## WORK INSTRUCTIONS
Quote precisely the final stretch of the listing: start at the line containing "task | put a dot on every instance of the minivan" and stop after the last line.

## EXTRACTED MATERIAL
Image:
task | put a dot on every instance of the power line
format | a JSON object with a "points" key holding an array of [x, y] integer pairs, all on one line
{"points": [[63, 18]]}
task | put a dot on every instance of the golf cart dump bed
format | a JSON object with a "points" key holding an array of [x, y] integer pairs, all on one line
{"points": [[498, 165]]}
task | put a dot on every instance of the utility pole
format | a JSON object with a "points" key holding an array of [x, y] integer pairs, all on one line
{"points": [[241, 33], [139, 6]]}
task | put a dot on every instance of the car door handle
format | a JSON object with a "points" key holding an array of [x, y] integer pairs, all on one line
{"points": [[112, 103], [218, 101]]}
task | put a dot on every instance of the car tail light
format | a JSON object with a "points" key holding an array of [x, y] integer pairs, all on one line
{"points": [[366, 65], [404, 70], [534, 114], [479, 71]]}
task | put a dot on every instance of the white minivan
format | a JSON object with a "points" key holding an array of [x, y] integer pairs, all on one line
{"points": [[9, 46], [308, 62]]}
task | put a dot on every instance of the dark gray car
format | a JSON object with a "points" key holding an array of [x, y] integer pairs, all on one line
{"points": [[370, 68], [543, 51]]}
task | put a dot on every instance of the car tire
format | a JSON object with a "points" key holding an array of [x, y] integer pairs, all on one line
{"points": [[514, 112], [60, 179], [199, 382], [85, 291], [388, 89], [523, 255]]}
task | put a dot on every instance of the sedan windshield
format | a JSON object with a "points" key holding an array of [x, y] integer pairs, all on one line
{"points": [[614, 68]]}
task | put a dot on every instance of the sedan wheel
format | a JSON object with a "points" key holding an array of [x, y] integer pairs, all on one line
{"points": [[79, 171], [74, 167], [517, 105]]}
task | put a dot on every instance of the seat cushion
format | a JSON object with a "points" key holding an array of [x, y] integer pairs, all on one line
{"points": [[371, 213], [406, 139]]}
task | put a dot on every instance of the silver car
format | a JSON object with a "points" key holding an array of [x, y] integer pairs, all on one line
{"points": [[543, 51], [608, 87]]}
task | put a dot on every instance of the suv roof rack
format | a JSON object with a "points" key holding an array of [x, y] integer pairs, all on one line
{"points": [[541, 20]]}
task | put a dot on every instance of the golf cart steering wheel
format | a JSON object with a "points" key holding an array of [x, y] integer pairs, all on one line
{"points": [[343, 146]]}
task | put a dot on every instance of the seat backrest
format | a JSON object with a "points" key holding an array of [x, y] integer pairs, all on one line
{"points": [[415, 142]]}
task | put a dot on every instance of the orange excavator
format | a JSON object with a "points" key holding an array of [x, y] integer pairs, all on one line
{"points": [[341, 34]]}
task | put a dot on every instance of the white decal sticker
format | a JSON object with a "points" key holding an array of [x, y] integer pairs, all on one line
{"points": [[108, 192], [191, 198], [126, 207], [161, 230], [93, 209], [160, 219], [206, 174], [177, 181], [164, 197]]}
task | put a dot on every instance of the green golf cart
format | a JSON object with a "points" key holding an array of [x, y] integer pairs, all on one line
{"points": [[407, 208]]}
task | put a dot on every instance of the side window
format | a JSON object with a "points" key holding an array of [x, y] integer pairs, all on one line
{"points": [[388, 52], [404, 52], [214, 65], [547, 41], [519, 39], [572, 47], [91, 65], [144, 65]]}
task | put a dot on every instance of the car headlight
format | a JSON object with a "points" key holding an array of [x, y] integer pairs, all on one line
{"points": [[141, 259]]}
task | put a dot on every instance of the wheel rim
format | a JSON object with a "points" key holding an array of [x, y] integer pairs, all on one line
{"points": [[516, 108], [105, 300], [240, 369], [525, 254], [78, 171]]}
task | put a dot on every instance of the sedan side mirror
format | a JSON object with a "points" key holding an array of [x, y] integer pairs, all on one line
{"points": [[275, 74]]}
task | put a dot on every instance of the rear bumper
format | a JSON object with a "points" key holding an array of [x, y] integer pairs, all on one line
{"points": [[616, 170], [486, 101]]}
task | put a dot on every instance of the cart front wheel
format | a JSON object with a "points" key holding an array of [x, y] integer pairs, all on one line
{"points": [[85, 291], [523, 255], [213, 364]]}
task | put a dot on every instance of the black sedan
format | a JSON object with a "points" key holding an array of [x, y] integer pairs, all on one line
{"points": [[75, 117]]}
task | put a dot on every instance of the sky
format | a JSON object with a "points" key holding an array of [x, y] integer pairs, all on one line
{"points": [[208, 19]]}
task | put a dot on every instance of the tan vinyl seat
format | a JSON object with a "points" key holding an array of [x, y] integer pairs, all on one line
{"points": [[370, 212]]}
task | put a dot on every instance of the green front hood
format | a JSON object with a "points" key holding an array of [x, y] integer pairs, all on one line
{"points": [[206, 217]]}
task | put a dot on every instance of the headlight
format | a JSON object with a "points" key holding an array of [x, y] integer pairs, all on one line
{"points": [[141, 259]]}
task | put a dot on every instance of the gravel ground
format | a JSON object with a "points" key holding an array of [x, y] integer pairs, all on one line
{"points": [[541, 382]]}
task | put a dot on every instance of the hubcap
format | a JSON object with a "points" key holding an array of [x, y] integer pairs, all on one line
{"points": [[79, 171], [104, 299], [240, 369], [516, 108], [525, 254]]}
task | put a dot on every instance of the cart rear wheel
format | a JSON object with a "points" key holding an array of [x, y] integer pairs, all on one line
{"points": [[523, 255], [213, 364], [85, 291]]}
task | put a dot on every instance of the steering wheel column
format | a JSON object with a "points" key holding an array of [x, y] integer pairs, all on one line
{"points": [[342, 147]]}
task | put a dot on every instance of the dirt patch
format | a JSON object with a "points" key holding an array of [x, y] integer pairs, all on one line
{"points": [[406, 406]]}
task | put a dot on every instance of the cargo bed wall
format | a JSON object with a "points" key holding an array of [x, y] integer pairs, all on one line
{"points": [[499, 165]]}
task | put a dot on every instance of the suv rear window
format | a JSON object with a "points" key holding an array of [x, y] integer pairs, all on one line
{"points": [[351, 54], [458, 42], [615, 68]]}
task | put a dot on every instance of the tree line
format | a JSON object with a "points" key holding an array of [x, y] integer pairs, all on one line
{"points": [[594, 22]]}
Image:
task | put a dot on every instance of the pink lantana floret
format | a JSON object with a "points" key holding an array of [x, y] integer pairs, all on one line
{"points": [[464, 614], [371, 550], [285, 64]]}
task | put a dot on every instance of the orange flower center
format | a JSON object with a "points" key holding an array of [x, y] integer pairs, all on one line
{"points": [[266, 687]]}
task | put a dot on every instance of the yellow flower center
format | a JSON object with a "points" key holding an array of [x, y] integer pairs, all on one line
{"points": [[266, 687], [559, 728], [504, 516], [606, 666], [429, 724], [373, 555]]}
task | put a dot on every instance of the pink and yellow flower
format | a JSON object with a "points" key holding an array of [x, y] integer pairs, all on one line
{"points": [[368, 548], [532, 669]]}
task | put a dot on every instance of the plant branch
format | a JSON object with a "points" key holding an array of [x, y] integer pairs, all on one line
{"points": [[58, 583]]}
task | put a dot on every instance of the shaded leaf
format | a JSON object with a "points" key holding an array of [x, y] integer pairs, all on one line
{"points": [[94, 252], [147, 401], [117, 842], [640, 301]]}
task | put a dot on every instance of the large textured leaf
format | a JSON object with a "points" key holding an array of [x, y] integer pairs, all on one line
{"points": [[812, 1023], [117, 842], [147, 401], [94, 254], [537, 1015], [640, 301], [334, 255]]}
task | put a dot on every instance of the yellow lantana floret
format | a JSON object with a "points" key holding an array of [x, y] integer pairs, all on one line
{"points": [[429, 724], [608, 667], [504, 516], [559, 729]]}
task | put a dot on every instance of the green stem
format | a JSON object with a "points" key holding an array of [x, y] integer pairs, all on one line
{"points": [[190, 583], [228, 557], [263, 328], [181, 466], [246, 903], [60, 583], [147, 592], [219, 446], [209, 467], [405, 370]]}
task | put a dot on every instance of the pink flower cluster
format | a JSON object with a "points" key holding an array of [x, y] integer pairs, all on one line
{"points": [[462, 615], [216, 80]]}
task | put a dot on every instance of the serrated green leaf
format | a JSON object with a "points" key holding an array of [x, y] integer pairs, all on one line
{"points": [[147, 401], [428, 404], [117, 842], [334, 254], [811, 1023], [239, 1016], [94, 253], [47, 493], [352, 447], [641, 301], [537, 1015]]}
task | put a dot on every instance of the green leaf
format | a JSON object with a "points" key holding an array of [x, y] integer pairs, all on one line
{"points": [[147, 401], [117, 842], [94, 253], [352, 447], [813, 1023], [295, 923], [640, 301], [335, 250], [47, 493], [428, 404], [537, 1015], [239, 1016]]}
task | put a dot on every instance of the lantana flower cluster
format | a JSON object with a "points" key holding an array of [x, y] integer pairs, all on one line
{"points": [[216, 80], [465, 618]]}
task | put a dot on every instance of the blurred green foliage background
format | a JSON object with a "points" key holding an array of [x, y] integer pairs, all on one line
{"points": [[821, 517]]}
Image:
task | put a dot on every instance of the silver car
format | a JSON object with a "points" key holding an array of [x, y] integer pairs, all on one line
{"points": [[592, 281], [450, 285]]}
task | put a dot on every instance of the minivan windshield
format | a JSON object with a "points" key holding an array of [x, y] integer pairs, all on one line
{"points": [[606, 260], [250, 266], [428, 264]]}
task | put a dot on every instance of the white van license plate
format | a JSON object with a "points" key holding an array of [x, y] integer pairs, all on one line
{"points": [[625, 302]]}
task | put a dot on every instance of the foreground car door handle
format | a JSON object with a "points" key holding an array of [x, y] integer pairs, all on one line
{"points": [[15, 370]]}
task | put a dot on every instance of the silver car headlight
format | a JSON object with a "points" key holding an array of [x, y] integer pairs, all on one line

## SOLUTION TO THIS TASK
task | put a dot on every instance of the minivan windshield
format | a JSON object with a "points" key holding an array of [x, y] integer pairs, all on one line
{"points": [[606, 260], [250, 266], [428, 264]]}
task | put a dot on every instance of the white van license plate
format | a JSON object with a "points" key holding an array of [x, y] integer pairs, all on one line
{"points": [[625, 302]]}
task | put a dot on every instance of the foreground car door handle
format | a JSON object with a "points" key holding an array of [x, y] integer pairs, all on one line
{"points": [[15, 370]]}
task | put a dot on every instance of the silver car headlight
format | a JSON object with a "points" key holding an array of [x, y] integer pairs, all on one line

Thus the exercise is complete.